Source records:

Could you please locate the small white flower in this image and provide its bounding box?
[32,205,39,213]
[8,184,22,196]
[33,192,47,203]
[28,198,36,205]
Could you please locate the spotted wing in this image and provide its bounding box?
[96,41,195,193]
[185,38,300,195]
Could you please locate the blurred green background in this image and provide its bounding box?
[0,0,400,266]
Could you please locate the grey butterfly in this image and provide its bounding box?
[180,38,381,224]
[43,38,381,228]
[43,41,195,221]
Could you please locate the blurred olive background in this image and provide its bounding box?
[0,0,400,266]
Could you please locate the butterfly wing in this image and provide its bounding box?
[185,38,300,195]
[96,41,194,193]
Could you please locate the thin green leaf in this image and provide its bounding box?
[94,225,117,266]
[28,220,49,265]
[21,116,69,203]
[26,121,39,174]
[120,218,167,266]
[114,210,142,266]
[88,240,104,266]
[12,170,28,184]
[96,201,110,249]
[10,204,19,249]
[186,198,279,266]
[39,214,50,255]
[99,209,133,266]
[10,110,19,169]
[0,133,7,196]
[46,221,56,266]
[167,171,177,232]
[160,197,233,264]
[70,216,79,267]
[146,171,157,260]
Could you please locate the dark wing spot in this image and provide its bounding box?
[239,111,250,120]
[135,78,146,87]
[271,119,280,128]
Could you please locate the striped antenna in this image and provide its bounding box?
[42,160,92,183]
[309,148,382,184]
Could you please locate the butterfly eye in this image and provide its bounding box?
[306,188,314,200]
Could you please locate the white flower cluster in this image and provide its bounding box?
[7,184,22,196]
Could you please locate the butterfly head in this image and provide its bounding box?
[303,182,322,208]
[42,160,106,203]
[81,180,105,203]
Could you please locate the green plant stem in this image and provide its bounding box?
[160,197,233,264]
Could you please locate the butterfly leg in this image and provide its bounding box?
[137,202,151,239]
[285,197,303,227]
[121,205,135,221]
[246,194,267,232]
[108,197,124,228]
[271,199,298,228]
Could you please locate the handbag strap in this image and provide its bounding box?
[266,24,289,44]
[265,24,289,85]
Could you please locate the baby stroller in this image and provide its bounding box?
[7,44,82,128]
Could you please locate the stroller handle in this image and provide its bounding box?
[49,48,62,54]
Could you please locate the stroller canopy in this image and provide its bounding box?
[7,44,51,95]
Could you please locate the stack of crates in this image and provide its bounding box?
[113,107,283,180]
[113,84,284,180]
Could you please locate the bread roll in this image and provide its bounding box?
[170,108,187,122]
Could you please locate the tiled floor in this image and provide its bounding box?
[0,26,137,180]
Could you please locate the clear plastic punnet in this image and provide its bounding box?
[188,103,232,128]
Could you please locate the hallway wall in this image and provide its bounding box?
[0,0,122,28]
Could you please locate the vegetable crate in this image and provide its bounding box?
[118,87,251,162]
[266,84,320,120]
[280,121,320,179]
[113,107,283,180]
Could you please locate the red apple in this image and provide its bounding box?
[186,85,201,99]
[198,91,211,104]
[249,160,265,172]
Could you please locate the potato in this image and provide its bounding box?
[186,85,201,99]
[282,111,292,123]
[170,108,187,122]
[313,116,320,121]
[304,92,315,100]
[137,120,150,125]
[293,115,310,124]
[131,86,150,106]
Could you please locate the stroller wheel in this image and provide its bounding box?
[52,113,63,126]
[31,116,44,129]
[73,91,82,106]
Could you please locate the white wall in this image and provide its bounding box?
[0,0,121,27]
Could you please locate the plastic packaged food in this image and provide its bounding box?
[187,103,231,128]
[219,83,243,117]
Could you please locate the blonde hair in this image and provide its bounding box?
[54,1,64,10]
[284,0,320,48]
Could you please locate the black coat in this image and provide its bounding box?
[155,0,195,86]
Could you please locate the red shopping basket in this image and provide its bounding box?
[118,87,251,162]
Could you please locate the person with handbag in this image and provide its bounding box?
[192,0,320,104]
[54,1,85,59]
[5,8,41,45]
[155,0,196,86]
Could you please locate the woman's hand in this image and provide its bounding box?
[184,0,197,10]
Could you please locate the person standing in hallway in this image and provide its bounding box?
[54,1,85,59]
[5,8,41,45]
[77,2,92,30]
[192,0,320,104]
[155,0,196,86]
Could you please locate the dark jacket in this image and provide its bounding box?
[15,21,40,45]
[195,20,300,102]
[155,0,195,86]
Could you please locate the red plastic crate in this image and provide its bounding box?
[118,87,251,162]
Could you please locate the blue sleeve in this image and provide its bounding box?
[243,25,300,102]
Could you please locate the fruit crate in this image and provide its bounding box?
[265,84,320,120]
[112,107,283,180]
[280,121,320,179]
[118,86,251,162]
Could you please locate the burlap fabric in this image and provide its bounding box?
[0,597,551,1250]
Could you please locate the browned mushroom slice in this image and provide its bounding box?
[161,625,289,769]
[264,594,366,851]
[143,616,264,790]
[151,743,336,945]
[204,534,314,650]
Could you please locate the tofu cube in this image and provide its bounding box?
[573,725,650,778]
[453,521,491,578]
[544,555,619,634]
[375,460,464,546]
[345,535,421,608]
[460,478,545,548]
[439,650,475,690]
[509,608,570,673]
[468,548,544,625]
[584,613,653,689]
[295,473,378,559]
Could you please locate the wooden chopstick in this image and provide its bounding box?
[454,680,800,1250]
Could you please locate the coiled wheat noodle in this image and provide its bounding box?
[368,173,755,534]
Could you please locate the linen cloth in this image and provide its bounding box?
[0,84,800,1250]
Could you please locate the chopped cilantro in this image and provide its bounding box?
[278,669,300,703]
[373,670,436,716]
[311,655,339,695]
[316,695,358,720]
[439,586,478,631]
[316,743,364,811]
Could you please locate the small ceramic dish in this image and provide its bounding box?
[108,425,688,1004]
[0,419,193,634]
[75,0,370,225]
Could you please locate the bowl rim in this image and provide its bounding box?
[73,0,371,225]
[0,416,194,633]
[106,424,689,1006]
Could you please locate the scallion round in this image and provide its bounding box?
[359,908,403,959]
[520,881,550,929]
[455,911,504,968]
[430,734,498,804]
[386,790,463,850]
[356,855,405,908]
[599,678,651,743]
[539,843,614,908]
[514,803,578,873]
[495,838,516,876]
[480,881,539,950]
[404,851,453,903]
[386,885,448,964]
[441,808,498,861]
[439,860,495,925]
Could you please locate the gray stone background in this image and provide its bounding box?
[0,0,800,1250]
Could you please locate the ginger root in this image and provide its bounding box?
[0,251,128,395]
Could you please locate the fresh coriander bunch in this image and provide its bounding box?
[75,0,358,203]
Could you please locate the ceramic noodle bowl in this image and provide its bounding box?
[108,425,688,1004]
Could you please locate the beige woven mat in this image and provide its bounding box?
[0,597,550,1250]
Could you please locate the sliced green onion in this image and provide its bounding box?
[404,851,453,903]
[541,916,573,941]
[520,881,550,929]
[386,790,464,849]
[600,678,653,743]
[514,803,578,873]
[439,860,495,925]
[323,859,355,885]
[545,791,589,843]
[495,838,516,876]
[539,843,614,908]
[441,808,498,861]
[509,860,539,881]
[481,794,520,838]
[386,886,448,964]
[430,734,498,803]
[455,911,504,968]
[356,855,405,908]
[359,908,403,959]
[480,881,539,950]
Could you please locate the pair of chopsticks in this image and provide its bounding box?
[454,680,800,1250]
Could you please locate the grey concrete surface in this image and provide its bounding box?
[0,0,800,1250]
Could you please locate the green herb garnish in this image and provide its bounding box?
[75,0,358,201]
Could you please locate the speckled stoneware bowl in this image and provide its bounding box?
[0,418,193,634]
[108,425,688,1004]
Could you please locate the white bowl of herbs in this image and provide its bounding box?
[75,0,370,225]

Task goal: Reproduce every entry above verbatim, keeping each line unchanged.

Completed exercise:
Could you please locate the small white flower in this image and provide its bounding box?
[32,205,39,213]
[8,184,22,196]
[33,192,47,203]
[28,198,36,205]
Could you please locate the spotted wing in this image and provide its bounding box?
[96,41,195,193]
[185,38,300,195]
Could you please locate the blurred green background in this image and provide its bounding box?
[0,0,400,266]
Could you please locate the grey butterfly in this image and provide its bounding box?
[180,38,381,224]
[43,38,381,228]
[43,41,195,221]
Could you please locate the blurred olive background in this image and provide its bounding box?
[0,0,400,266]
Could you please locate the butterfly wing in this image and provide its bounding box?
[185,38,300,195]
[96,41,194,193]
Could you please locate the thin green leaf in this image and provide its bounding box?
[94,225,117,266]
[28,220,49,265]
[21,116,69,203]
[26,121,39,174]
[120,218,167,266]
[114,210,142,266]
[88,240,104,266]
[12,170,28,184]
[96,201,110,249]
[10,204,19,249]
[186,198,279,266]
[39,214,50,255]
[99,209,133,266]
[10,110,19,169]
[0,133,7,196]
[46,221,56,266]
[167,171,177,232]
[160,197,233,264]
[70,216,79,267]
[146,171,157,260]
Could you please locate the dark wing spot in this image and provide its bounding box?
[239,111,250,120]
[135,78,146,87]
[271,119,280,128]
Could you please locate the striped antenna in this image and provide its bounding box?
[42,160,92,183]
[309,148,382,184]
Could you please locate the butterfly eye in this image and provide its bounding box?
[306,188,314,200]
Could you please locate the white flower cluster in this image and provide its bounding box?
[7,184,22,196]
Could you please locate the butterfly head in this image and provide its bounding box?
[303,182,322,208]
[42,160,106,203]
[81,180,105,203]
Could you please locate the green plant stem in this image and provide its bounding box?
[160,197,233,264]
Could you please locate the butterfly leg in this image and provide its bounding box?
[137,202,151,239]
[285,197,303,227]
[121,205,135,221]
[246,194,267,232]
[108,197,124,228]
[271,199,298,228]
Could you please locate the handbag strap in this image and provide its bounding box?
[266,24,289,44]
[265,24,289,85]
Could you please locate the baby stroller in this image and provide its bounding box?
[7,44,82,128]
Could you please locate the stroller handle in this image and provide its bounding box?
[49,48,62,54]
Could you please locate the stroller canopy in this image and provide its bounding box?
[7,44,51,95]
Could you please locate the stack of crates in this image and provide its bounding box?
[113,107,283,180]
[113,84,284,180]
Could you please locate the bread roll in this image and provide its bounding box?
[170,108,187,122]
Could you please locate the tiled floor in this image and provide its bounding box?
[0,26,137,180]
Could you please locate the clear plastic punnet in this image and provide its bounding box?
[188,103,232,128]
Could you please locate the hallway wall in this image and provide its bounding box?
[0,0,122,28]
Could you please locate the vegetable crate in this image and provide its bounding box?
[118,87,251,162]
[266,84,320,120]
[280,121,320,179]
[113,107,283,180]
Could you please locate the red apple in this image and provide its bounding box?
[186,85,201,99]
[198,91,211,104]
[249,160,265,172]
Could you please locate the potato in this image and provide its bounding box?
[186,85,201,99]
[282,111,292,123]
[170,108,187,122]
[313,116,320,121]
[304,92,315,100]
[137,120,150,125]
[293,115,310,124]
[131,86,150,106]
Could you please locate the stroller wheel in this image and provide its bounding box?
[52,113,63,126]
[31,116,44,129]
[73,91,82,106]
Could you please locate the white wall in this image and provide its bounding box?
[0,0,121,27]
Could you please locate the plastic packaged food in this image and provide its bounding box?
[187,103,231,128]
[219,83,243,117]
Could you please locate the blonde hair in this image and provide its bounding box?
[54,1,64,10]
[284,0,320,48]
Could you please locate the black coat in this image and provide its bounding box?
[155,0,195,86]
Could you please locate the red shopping basket in this image and provide its bounding box?
[118,87,251,162]
Could you please locate the person with handbag in this image and provide its bounding box?
[192,0,320,104]
[54,1,85,59]
[5,8,41,45]
[155,0,196,86]
Could you please locate the woman's hand in this image and provide its bounding box?
[184,0,197,10]
Could you please locate the person standing in hallway in this image and provide its bounding box?
[54,1,85,59]
[5,8,41,45]
[77,2,92,30]
[192,0,320,104]
[155,0,196,86]
Could you please locate the dark jacket in this image and provide its bounding box?
[15,21,40,45]
[195,20,300,102]
[155,0,195,86]
Could you please locate the red plastic crate in this image and provide its bounding box?
[118,87,251,162]
Could you please locate the blue sleeve in this image and provide its bounding box?
[243,25,300,102]
Could you please locate the fruit crate in this image and provide its bounding box?
[265,84,320,120]
[112,107,283,180]
[280,121,320,179]
[118,86,251,162]
Could you please locate the burlap fabric in this image and provide its bounding box?
[0,597,551,1250]
Could you please locate the browned mushroom slice in this image and provide its bounding box?
[161,625,289,769]
[264,594,366,851]
[143,616,264,790]
[151,743,336,945]
[204,534,314,650]
Could you please locate the tofu cube in this image and provide its bounding box?
[573,725,650,778]
[453,521,491,578]
[544,555,619,634]
[375,460,464,546]
[345,535,421,608]
[460,478,545,548]
[439,650,475,690]
[509,608,570,673]
[468,548,544,625]
[584,613,653,689]
[295,473,378,559]
Could you please locate the wooden chopstick in this image and provide its bounding box?
[454,680,800,1250]
Could you please locate the coiled wheat noodle in this image and provide its bounding box?
[368,173,755,534]
Could you please locate the linen cloth in this image and provide its bounding box?
[0,84,800,1250]
Could you please locate the chopped cilantro in this image and provide its bounding box?
[278,669,300,703]
[373,670,436,716]
[311,655,339,695]
[316,695,358,720]
[439,586,478,631]
[316,743,364,811]
Could you please locate the small ceramic dish in this image and provide its bounding box?
[108,425,688,1004]
[0,419,193,634]
[75,0,370,225]
Could you please locate the bowl rim in this image and provide its bounding box?
[73,0,371,225]
[0,416,194,633]
[106,424,689,1006]
Could you please locate the scallion round in this image and provide its bounding box?
[359,908,403,959]
[520,881,550,929]
[455,911,504,968]
[430,734,498,804]
[386,790,463,850]
[356,855,405,908]
[599,678,651,743]
[539,843,614,908]
[514,803,578,873]
[495,838,516,876]
[480,881,539,950]
[404,851,453,903]
[386,885,448,964]
[441,808,498,861]
[439,860,495,925]
Could you please locate the gray stone background in this image and provide its bounding box?
[0,0,800,1250]
Could you please locate the ginger root in this image and provide its bounding box?
[0,251,128,395]
Could you please locate the fresh coriander bunch in this image and provide its bounding box?
[75,0,358,203]
Could you please locate the ceramic noodle bowl in this image and provide its bounding box?
[108,425,688,1004]
Could you please locate the beige woven mat in this image and provide its bounding box?
[0,597,550,1250]
Could you please locate the sliced green onion in this image and provide its bounding box?
[404,851,453,903]
[541,916,573,941]
[520,881,550,929]
[386,790,464,849]
[600,678,653,743]
[514,803,578,873]
[439,860,495,925]
[323,859,355,885]
[545,791,589,843]
[495,838,516,876]
[539,843,614,908]
[441,808,498,861]
[509,860,539,881]
[481,794,520,838]
[386,886,448,964]
[430,734,498,803]
[455,911,504,968]
[356,855,405,908]
[359,908,403,959]
[480,881,539,950]
Could you please locate the pair of chopsticks in this image and provide its bounding box?
[454,680,800,1250]
Could you please locate the grey concrete surface in this image and provide its bounding box?
[0,0,800,1250]
Could you please locate the green herb garnish in this image and provide its bounding box?
[75,0,358,201]
Could you please locate the speckled stoneware bowl in this image and provide its bounding box?
[0,418,193,634]
[108,425,688,1004]
Could you please locate the white bowl of herbs in this image and provide its bounding box?
[75,0,370,225]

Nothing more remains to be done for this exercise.